╭──
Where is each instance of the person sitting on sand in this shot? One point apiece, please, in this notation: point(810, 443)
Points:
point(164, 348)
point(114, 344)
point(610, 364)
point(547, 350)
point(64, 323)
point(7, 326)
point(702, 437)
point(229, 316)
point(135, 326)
╰──
EXERCISE OBJECTIVE = Change "sand" to "grass" in the items above and leave every other word as it is.

RIGHT ANSWER =
Where is each instance of the person sitting on grass in this shot? One point apiece, please, in this notation: point(810, 443)
Points:
point(164, 348)
point(114, 344)
point(610, 364)
point(547, 350)
point(64, 323)
point(7, 326)
point(702, 437)
point(229, 316)
point(135, 326)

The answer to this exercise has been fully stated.